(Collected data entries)
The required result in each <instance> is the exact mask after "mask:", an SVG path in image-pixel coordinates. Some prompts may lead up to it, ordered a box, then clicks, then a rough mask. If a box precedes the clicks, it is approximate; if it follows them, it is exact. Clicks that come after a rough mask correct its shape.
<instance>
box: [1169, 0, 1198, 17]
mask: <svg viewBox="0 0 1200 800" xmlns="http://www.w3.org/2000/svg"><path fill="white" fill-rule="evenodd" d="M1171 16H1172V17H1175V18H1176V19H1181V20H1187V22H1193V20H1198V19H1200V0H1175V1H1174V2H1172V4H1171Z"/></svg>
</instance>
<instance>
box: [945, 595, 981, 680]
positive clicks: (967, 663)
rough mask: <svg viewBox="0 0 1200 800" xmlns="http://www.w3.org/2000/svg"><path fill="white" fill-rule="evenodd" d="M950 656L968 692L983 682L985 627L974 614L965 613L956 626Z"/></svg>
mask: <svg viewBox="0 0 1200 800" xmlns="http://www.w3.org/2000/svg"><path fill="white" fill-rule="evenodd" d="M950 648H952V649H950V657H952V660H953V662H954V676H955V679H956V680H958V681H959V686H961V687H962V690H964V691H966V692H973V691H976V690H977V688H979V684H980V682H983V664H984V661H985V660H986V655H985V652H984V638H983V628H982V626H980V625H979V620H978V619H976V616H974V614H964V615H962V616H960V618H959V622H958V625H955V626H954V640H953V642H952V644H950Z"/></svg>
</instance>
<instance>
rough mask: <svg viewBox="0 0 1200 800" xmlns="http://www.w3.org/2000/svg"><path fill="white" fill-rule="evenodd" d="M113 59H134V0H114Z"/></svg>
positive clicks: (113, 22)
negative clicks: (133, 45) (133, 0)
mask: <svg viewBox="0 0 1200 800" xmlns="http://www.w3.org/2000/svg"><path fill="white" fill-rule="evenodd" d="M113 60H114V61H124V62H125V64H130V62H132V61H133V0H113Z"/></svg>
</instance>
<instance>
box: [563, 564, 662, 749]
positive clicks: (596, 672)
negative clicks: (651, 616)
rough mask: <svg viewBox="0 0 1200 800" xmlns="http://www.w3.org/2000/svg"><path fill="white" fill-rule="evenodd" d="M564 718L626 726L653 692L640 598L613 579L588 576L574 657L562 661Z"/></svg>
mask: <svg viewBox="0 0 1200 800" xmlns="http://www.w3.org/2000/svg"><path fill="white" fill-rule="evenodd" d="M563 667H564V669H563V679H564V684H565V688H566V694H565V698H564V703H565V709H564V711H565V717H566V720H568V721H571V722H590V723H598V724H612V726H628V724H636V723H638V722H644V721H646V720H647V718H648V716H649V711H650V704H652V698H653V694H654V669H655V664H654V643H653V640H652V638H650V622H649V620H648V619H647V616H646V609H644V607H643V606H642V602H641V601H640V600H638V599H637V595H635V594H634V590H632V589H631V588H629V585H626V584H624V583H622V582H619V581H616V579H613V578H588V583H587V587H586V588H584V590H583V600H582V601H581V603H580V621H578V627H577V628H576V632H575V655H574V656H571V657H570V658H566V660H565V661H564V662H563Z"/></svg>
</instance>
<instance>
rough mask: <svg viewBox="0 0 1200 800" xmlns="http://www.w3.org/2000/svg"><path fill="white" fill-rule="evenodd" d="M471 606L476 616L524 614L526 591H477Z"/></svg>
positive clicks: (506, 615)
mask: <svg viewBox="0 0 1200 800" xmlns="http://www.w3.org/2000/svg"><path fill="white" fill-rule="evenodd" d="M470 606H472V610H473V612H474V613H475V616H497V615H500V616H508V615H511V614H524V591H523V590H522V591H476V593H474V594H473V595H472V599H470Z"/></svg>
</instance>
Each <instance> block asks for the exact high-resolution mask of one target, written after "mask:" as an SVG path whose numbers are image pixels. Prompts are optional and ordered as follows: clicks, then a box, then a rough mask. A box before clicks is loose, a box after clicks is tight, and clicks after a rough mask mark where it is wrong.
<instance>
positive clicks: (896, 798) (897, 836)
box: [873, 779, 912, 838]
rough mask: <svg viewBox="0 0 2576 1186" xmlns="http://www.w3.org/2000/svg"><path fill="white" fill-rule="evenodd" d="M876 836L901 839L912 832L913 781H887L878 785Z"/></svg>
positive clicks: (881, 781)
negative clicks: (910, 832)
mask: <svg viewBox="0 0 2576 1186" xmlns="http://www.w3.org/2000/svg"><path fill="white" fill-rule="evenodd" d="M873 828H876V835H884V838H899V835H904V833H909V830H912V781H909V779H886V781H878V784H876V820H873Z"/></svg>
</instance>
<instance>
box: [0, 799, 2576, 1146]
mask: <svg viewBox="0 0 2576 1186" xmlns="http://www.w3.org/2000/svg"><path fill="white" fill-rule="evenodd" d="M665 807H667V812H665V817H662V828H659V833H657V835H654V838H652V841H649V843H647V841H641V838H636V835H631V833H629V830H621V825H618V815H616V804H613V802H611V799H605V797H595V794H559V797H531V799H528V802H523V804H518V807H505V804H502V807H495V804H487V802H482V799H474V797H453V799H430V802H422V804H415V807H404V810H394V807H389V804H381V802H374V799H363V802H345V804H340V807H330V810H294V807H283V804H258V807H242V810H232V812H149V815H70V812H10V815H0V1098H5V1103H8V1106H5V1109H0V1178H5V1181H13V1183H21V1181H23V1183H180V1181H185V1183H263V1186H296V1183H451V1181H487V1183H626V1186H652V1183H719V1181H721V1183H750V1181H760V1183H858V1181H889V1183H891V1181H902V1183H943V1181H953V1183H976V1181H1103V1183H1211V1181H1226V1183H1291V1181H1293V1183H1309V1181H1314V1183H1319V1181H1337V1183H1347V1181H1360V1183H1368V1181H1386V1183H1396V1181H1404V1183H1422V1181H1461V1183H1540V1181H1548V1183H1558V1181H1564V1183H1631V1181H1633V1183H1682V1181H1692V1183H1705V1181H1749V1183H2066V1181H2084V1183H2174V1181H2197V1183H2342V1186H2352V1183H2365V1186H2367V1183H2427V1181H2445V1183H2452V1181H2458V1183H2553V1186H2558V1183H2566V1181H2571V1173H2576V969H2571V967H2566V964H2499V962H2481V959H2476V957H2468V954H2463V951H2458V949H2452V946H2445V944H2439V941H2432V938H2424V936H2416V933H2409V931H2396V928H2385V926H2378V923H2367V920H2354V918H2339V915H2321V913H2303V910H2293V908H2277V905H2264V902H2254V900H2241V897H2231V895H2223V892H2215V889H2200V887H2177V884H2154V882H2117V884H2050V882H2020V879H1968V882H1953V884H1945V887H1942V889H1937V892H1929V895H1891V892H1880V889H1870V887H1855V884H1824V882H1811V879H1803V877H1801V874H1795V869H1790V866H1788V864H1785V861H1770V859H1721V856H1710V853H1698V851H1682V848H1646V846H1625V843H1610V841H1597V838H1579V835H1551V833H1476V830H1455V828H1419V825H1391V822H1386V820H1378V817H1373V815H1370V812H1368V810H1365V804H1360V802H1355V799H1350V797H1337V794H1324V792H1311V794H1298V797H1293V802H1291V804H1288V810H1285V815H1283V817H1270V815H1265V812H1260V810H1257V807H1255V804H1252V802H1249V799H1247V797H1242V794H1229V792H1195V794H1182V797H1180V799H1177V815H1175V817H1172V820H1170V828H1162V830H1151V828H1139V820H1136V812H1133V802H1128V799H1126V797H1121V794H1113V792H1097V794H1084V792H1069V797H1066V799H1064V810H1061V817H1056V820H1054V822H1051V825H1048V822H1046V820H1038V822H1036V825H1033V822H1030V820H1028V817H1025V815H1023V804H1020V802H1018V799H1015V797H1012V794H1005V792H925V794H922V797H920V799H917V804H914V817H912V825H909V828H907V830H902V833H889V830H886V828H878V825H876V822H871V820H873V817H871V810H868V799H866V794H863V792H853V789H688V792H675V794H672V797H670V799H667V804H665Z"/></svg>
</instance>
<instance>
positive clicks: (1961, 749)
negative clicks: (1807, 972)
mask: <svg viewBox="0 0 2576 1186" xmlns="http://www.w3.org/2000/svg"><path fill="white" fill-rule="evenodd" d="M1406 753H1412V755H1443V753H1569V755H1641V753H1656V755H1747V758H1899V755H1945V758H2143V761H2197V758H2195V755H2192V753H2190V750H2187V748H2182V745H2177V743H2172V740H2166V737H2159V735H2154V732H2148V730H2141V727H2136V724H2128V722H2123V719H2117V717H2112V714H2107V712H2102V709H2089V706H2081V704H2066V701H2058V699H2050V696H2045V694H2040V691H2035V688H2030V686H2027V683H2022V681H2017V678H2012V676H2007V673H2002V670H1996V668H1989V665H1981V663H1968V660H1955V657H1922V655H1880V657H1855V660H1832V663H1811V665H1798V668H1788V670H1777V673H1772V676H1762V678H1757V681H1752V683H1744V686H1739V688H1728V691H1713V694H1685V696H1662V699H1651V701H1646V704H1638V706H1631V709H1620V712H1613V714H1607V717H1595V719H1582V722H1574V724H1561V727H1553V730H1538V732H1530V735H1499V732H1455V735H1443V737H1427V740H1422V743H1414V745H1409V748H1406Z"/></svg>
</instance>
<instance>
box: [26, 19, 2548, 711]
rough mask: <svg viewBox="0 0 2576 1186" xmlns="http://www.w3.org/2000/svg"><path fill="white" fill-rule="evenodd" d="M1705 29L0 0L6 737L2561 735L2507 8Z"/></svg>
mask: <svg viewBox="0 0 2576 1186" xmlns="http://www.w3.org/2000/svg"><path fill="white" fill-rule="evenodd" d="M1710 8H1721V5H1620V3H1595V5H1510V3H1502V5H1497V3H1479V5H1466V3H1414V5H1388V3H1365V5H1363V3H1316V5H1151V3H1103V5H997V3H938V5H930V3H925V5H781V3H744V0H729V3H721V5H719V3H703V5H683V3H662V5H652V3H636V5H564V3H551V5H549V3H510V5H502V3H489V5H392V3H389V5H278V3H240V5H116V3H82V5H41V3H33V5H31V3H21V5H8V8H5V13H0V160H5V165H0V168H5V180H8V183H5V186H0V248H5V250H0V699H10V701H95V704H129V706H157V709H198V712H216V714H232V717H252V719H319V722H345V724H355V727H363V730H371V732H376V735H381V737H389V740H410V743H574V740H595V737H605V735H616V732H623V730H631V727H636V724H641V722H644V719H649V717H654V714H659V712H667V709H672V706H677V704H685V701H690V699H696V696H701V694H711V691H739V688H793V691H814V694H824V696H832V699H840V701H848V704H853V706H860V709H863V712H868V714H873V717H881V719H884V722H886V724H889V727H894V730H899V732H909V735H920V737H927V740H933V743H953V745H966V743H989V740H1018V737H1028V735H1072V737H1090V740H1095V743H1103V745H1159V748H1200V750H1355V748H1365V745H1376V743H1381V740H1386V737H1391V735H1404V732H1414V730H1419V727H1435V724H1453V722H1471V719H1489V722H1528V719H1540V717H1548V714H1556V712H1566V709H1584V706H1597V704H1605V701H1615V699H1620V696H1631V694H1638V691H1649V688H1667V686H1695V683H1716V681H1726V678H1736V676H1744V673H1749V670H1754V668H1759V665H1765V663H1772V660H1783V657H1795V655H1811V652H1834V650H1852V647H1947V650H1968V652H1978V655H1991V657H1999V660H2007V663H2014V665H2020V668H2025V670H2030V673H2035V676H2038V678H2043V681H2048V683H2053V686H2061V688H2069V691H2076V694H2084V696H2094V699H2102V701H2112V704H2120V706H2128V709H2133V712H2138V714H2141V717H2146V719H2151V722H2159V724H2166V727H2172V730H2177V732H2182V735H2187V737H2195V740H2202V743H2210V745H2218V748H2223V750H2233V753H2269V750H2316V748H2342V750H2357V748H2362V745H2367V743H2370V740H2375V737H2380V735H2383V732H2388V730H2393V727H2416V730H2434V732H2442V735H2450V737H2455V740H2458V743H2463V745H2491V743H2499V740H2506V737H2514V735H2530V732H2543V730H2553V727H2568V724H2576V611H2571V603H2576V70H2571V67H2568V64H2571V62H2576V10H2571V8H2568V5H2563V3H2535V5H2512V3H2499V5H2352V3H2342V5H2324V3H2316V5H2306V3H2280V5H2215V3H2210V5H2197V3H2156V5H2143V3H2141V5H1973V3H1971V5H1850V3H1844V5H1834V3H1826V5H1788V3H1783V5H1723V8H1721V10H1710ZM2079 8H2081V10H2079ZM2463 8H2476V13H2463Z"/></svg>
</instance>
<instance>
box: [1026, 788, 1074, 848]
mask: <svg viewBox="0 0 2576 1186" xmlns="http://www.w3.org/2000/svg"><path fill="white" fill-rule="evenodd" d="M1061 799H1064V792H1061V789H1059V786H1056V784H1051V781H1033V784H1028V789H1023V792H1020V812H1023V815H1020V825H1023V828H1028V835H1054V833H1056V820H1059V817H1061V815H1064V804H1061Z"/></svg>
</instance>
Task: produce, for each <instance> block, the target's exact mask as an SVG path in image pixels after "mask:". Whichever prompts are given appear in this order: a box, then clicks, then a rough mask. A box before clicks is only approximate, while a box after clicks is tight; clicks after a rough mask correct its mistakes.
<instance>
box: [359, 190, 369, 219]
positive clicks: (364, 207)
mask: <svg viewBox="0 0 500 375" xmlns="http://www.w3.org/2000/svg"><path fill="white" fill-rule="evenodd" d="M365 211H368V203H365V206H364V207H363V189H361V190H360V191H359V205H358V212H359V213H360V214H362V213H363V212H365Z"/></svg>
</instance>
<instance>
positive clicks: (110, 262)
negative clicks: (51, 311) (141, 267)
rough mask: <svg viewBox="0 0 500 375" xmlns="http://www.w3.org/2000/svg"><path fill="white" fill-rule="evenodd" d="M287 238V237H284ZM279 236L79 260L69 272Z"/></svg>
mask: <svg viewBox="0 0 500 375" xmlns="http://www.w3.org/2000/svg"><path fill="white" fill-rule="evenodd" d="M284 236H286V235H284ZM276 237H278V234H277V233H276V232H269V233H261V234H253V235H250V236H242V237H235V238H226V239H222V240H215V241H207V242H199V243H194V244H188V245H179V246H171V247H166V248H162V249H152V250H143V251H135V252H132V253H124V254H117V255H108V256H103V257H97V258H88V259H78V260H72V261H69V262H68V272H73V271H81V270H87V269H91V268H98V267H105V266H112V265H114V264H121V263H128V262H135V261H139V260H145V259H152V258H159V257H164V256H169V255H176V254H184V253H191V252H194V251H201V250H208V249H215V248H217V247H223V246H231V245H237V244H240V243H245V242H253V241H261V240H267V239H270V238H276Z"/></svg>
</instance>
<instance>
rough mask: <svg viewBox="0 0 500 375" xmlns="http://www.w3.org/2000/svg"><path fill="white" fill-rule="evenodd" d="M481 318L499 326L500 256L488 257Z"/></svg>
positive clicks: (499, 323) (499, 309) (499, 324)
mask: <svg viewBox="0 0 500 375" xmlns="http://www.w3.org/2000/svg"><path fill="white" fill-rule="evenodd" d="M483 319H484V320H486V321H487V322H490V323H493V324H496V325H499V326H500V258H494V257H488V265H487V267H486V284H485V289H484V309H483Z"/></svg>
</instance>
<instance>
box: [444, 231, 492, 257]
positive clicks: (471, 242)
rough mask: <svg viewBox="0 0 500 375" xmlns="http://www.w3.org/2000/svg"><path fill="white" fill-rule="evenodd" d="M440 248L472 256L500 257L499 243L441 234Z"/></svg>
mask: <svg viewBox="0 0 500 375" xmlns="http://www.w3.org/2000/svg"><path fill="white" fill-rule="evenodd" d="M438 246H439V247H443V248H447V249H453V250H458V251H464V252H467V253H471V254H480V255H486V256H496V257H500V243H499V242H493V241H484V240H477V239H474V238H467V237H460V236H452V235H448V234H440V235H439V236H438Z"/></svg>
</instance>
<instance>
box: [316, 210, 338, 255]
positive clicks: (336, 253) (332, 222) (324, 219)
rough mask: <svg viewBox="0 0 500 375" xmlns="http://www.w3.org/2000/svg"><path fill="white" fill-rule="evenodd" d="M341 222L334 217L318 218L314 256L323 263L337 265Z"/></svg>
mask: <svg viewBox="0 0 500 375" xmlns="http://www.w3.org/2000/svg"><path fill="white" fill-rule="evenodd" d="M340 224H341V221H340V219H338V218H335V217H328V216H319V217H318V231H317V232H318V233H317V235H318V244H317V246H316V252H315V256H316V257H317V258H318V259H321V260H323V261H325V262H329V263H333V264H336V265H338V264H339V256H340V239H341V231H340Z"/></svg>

What needs to be done: Where in the records above does the word "correct" appear? Copy each line that holds it.

Response to the task:
The required result in each <instance> is the exact mask after "mask:", an SVG path in image-pixel coordinates. Some prompts may lead up to it, ordered a box, then clicks, then a rough mask. If a box precedes the clicks, it is approximate; if it follows them, it is exact. Clicks that come after a rough mask correct its shape.
Task: produce, for each <instance> block, the target's exact mask as an SVG path in image pixels after "mask:". Whichever prompts are given appear in this order: a box, then clicks, then a rough mask. A box before clicks is only approximate, while a box after clicks is tight; clicks after a rough mask correct its mistakes.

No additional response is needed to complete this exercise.